Selected passage
=-=-=-=-=
In western medicine we make a diagnosis. Diabetes Mellitus, for instance, and we have several drugs we can use to manage it, utilizing them on a trial and fail basis. Watching for possible side effects and patient’s tolerance, we may prescribe and change for another more suitable to that particular patient who may respond badly to the previous one. And we do this until we find the one the patient tolerates. This takes several changes, weeks and even months to reach.

A Chinese health practitioner instead finds the pattern that illness is rooted on. Going back to our example of Diabetes Mellitus, this may be rooted on a Spleen and Kidney Qi deficiency, Spleen and Kidney Yang deficiency, Yang Ming Jin, Kidney Yang deficiency, Kidney Qi and Yang deficiency or Kidney Yang deficiency with water flooding, to name only but a few. All of them will share symptoms and signs of diabetes but with some signs that are uniquely specific to a particular pattern, and the Chinese doctor chooses their management according to the pattern.
=-=-=-=-=
Record extracts
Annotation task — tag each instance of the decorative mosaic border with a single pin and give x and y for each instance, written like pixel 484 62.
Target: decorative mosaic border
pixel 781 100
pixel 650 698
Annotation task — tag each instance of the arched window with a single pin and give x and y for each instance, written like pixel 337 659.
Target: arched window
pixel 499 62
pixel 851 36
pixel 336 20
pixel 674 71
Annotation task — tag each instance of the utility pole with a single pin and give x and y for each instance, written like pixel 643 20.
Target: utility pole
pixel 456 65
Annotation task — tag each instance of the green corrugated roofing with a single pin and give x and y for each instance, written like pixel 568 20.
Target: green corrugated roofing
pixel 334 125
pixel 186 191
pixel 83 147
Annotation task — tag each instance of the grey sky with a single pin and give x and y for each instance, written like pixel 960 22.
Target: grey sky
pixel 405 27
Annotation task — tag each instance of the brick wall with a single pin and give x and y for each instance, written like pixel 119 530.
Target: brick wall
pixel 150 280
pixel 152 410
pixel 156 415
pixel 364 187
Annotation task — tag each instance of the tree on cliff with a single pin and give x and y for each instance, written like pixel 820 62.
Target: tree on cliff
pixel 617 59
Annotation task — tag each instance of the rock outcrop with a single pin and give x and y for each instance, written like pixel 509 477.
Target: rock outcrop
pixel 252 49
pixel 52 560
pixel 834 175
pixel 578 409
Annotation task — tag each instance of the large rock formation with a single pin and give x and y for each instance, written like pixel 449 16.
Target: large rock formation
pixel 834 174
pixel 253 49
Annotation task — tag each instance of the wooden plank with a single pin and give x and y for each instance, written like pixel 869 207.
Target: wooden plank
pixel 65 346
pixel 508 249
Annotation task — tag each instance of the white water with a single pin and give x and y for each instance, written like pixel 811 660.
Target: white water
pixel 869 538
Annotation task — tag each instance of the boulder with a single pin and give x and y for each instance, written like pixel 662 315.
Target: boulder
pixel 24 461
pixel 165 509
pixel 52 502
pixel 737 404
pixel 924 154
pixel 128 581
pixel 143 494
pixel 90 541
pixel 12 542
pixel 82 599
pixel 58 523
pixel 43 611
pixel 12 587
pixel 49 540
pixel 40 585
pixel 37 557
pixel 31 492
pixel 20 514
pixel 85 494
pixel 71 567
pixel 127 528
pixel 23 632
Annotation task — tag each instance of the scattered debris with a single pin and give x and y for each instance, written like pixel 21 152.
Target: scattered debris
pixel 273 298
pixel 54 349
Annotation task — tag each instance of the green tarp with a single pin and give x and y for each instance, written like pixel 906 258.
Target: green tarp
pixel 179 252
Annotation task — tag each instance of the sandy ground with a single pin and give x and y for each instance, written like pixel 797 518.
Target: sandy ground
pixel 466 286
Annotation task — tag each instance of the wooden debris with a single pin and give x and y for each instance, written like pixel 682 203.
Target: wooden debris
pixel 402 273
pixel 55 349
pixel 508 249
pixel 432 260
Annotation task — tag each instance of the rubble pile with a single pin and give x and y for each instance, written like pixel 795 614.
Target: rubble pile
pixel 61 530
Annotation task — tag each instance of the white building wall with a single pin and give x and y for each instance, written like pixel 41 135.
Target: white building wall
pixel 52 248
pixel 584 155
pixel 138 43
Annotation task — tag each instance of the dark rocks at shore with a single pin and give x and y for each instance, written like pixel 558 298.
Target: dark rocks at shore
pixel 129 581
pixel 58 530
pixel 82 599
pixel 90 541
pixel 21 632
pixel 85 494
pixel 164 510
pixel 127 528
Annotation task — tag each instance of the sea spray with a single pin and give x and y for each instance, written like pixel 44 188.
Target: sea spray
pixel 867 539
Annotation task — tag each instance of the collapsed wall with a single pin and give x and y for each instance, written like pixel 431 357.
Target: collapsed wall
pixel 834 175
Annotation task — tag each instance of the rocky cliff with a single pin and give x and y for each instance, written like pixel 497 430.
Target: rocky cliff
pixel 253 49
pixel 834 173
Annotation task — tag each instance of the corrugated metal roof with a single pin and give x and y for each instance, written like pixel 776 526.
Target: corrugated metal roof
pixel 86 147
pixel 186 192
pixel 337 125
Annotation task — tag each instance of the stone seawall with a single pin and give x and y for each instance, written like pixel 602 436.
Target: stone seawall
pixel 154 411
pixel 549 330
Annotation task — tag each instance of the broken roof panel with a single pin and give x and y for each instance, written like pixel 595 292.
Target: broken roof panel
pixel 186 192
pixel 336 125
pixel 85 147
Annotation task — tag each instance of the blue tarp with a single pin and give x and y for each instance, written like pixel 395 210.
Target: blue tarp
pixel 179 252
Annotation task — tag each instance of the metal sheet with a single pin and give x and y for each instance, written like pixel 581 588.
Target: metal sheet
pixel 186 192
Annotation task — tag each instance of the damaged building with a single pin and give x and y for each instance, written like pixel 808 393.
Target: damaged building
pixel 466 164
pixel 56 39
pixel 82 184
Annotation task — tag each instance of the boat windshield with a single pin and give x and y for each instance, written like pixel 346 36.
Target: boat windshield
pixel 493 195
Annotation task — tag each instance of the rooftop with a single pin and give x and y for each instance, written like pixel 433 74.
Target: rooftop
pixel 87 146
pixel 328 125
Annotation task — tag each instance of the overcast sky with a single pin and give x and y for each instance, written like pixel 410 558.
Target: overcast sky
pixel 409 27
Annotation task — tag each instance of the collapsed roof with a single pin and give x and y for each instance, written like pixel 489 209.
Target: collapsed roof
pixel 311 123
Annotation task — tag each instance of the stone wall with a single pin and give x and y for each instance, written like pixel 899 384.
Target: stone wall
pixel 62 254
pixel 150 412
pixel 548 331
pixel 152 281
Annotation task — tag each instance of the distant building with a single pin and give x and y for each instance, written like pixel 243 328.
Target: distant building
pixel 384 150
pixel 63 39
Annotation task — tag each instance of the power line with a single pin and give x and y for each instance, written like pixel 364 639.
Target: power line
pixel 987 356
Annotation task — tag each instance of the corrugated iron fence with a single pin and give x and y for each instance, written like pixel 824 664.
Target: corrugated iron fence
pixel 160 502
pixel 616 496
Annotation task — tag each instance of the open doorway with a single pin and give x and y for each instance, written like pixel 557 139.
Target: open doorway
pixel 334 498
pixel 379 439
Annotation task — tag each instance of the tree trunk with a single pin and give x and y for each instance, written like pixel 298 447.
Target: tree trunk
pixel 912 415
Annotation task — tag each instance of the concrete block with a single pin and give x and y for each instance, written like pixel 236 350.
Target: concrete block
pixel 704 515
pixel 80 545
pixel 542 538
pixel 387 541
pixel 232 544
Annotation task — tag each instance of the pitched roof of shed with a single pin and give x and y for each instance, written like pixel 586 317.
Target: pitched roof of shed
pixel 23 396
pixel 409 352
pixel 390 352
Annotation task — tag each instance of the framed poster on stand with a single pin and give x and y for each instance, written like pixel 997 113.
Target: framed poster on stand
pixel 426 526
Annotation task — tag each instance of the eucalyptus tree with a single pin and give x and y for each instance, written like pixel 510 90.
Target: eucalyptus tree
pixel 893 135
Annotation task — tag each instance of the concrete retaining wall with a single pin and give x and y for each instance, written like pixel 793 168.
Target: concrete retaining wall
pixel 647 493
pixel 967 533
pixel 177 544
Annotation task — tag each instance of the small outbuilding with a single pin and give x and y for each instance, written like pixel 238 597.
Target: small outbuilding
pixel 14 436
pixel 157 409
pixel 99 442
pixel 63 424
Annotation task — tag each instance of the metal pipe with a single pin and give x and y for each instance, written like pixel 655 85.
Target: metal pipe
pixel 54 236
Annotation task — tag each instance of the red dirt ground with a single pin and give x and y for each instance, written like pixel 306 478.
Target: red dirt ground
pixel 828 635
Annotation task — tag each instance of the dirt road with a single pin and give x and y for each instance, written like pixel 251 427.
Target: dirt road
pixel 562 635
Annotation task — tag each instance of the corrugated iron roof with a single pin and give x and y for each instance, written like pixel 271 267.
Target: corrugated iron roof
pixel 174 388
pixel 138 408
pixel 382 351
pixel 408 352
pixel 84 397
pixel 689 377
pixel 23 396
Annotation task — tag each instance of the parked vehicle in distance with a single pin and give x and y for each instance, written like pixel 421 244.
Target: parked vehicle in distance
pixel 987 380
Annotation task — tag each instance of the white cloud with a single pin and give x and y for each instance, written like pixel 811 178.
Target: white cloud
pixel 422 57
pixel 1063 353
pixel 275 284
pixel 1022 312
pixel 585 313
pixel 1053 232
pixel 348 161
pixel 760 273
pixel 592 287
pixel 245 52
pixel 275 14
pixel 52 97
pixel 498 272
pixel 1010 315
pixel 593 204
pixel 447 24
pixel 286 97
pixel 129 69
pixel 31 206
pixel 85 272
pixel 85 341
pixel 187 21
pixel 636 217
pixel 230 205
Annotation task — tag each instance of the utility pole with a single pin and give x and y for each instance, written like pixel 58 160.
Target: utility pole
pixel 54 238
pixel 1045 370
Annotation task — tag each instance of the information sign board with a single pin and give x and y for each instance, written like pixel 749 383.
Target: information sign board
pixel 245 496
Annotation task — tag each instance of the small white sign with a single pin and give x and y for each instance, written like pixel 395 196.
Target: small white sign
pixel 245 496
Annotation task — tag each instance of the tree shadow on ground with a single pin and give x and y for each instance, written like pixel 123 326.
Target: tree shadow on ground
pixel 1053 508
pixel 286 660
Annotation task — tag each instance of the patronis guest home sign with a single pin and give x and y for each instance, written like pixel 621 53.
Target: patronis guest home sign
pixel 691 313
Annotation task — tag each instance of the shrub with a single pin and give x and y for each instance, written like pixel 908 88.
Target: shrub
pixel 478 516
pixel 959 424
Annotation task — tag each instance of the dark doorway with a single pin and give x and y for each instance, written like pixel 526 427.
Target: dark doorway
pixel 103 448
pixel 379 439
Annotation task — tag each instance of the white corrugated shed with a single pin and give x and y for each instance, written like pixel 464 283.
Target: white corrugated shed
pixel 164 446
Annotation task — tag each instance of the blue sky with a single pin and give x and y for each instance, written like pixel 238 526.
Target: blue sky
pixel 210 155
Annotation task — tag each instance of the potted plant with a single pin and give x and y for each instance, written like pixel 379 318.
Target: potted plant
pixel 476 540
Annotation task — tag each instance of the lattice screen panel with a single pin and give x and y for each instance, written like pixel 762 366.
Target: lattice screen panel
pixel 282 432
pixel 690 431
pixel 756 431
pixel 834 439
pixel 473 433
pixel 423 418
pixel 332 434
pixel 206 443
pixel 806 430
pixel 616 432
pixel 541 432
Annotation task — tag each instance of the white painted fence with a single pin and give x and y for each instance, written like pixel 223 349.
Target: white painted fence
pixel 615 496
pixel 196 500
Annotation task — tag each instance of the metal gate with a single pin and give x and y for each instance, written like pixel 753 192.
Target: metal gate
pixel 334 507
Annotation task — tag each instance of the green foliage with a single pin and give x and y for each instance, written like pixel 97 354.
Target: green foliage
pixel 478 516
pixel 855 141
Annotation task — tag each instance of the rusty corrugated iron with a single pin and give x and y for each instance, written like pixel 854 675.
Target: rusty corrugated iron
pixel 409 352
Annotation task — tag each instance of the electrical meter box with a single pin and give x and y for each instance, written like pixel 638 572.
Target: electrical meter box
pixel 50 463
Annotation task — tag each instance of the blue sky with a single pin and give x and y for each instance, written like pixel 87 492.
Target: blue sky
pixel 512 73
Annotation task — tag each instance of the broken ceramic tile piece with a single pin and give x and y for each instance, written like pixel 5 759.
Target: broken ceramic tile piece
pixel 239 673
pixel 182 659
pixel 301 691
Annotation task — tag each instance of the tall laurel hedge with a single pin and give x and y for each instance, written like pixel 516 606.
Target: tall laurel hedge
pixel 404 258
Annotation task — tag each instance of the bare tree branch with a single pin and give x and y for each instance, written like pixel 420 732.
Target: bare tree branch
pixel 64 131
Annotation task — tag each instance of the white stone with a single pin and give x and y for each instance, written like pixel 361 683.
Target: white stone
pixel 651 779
=-=-=-=-=
Complete the following
• a. Answer these questions using the passage on western and Chinese approaches to diabetes:
(i) In western medicine, how long can it take to find a drug the patient tolerates?
(ii) What does a Chinese health practitioner look for instead of making a diagnosis?
(iii) On what basis does the Chinese doctor choose the management?
• b. Write the next part of the passage on western and Chinese approaches to diabetes, picking up after its final sentence.
The records were drawn from a different source than the text.

Solved problems
• a.
(i) It takes several changes, weeks and even months.
(ii) The practitioner looks for the pattern the illness is rooted on.
(iii) The Chinese doctor chooses the management according to the pattern.

• b.
By pinpointing the correct disharmony we avoid the risk of giving the wrong herbal formula or following the wrong acupuncture protocol from the beginning.

This is the same for every illness. Chinese medicine is also unique in using nutrition and good lifestyle habits to empower the body to heal itself.

I failed to heed my own advice and for the last years I worked long days including weekends on my desire to help others.

This abuse I placed on my body took its toll. My personal type of depression was based on Spleen and Kidney Yang deficiency. I noticed my limbs felt icy cold, my lower back and knees ached from time to time, I felt fatigued, looked pale, and my stools were loose, especially early morning. I also observed that my tongue looked swollen and pale with a thin white coat. But instead of allowing myself the luxury of eating well, sleep restfully, and take time off, I pressed forward trying to meet my duties while eating on the run cold raw foods which were hard for my body to process, stay up late and wake up early, work every day of the week, including Sundays and this on a pro bono basis. My desire to serve and help others had become toxic, to my body and to my psyche, and I collapsed.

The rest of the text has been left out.